Could you set down all of the data again, exactly as it stands?

## Given records
========================

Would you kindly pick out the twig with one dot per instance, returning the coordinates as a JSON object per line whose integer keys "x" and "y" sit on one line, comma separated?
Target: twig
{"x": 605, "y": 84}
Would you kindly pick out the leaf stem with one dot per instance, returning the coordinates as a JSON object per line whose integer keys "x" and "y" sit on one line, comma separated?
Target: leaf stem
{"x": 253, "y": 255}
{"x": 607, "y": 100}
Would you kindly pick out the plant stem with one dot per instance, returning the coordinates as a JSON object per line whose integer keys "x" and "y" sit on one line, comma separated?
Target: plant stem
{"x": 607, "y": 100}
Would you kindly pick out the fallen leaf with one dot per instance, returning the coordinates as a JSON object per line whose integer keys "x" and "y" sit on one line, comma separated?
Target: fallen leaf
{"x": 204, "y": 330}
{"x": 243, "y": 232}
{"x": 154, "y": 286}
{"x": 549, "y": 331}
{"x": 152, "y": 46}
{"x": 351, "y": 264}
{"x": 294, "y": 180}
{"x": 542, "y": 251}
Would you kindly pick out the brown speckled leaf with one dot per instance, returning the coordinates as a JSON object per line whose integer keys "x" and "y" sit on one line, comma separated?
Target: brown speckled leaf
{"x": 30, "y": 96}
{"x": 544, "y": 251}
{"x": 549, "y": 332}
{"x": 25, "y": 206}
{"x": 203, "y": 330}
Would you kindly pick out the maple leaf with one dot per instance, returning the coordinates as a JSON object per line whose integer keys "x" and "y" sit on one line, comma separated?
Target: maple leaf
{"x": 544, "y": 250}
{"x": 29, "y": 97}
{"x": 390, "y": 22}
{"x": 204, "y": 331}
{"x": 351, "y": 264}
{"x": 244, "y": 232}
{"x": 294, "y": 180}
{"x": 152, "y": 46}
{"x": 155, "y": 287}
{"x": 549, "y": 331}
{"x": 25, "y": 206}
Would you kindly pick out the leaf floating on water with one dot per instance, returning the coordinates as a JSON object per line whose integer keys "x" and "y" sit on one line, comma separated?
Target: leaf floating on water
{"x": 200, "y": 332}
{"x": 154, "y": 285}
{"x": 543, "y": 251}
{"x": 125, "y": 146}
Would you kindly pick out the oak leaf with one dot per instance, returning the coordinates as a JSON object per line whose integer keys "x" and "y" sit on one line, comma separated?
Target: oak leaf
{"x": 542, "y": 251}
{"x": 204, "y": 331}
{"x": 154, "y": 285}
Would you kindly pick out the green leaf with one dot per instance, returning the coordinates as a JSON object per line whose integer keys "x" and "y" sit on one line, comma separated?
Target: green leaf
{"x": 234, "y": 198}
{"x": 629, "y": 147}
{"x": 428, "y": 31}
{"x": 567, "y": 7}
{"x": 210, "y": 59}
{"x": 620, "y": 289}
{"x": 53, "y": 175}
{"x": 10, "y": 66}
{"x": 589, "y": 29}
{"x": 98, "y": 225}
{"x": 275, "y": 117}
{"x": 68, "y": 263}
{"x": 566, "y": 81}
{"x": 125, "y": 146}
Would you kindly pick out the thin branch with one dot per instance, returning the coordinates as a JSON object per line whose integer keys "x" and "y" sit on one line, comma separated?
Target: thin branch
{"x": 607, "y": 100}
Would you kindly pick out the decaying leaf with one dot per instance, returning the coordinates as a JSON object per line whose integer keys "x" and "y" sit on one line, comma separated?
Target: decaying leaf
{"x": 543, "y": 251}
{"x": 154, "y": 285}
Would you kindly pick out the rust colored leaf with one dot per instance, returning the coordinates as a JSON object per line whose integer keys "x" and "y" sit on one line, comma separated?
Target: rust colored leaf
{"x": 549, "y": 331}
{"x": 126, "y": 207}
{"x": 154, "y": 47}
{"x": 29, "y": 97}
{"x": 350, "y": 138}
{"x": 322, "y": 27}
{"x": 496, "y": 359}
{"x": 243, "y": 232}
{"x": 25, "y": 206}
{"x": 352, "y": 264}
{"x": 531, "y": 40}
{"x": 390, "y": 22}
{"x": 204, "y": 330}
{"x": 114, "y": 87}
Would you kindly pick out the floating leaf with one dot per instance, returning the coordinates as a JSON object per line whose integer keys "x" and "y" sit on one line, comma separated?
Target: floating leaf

========================

## Output for this task
Would you kindly pick out the twig with one dot per instance, returning the coordinates as a JSON object per line whose integer keys "x" and "y" sit on one line, comma separated?
Target: twig
{"x": 605, "y": 84}
Would you kindly pick out the leaf stem with one dot per instance, returning the coordinates as a JSON object per line whose integer keys "x" and "y" sit on one line, comma separated?
Target: leaf stem
{"x": 253, "y": 255}
{"x": 607, "y": 100}
Would you kindly pick out the plant stem with one dot per instance, returning the coordinates as a JSON object per line whose integer keys "x" and "y" sit on one line, comma separated?
Target: plant stem
{"x": 607, "y": 100}
Would you kindly pick out the fallen leaf with one dot per instance, returning the coordinates as a JSON object per line whose integer keys "x" and "y" sit on one line, comma separated?
Target: fallen leaf
{"x": 204, "y": 330}
{"x": 243, "y": 232}
{"x": 154, "y": 286}
{"x": 549, "y": 331}
{"x": 152, "y": 46}
{"x": 351, "y": 264}
{"x": 294, "y": 180}
{"x": 542, "y": 251}
Would you kindly pick out the brown speckled leaf with one dot per instance, returning the coordinates as a JSON object per line whose integer keys "x" and "y" sit on one line, comma separated?
Target: brown speckled leaf
{"x": 30, "y": 96}
{"x": 544, "y": 251}
{"x": 549, "y": 332}
{"x": 25, "y": 206}
{"x": 203, "y": 330}
Would you kindly pick out the maple leaf with one dot per instance, returning the coordinates as a JSON object per line whose integer keys "x" and "y" sit on one line, comma separated?
Target: maple leaf
{"x": 544, "y": 250}
{"x": 29, "y": 97}
{"x": 390, "y": 22}
{"x": 204, "y": 331}
{"x": 351, "y": 264}
{"x": 244, "y": 232}
{"x": 294, "y": 180}
{"x": 152, "y": 46}
{"x": 155, "y": 287}
{"x": 549, "y": 331}
{"x": 25, "y": 206}
Would you kindly pick out the leaf floating on water with one dot per instance, returning the coordinates as a JSON object per line whose integer keys "x" and "y" sit on one line, comma separated?
Target: leaf floating on water
{"x": 200, "y": 332}
{"x": 154, "y": 285}
{"x": 543, "y": 251}
{"x": 125, "y": 146}
Would you kindly pick out the oak leaf with one dot per instance, returning the coordinates as a JSON object per line whose integer keys "x" and "y" sit on one line, comma separated?
Target: oak leaf
{"x": 542, "y": 251}
{"x": 204, "y": 331}
{"x": 154, "y": 285}
Would you kindly pick out the green leaf with one dot per instance, returning the coordinates as a JSON object per line whose integer keys "x" and "y" sit on one line, comma separated?
Target: green leaf
{"x": 234, "y": 198}
{"x": 629, "y": 147}
{"x": 428, "y": 31}
{"x": 567, "y": 7}
{"x": 210, "y": 59}
{"x": 620, "y": 289}
{"x": 53, "y": 175}
{"x": 10, "y": 66}
{"x": 589, "y": 29}
{"x": 98, "y": 225}
{"x": 275, "y": 117}
{"x": 68, "y": 263}
{"x": 566, "y": 81}
{"x": 125, "y": 146}
Would you kindly pick out the thin branch with one dot per instance, returning the coordinates as a JSON object per line whose integer keys "x" and "y" sit on one line, comma separated?
Target: thin branch
{"x": 607, "y": 100}
Would you kindly pick out the decaying leaf with one dot per instance, returning the coordinates as a JSON object per line whose integer keys "x" and "y" sit on one line, comma separated?
Target: decaying leaf
{"x": 543, "y": 251}
{"x": 154, "y": 285}
Would you kindly pick out the rust colored leaf with one dot per instance, returning the coordinates as a JSON object per line whose integer keys "x" and "y" sit on one line, comma separated?
Target: rust colored leaf
{"x": 549, "y": 331}
{"x": 126, "y": 207}
{"x": 154, "y": 47}
{"x": 29, "y": 97}
{"x": 350, "y": 138}
{"x": 322, "y": 27}
{"x": 496, "y": 359}
{"x": 243, "y": 232}
{"x": 25, "y": 206}
{"x": 352, "y": 264}
{"x": 531, "y": 40}
{"x": 390, "y": 22}
{"x": 204, "y": 330}
{"x": 114, "y": 87}
Would you kindly pick out the floating leaf with one dot per instance, returning the coordinates as a JSON object per line whose integer keys "x" and "y" sit on one line, comma separated?
Target: floating leaf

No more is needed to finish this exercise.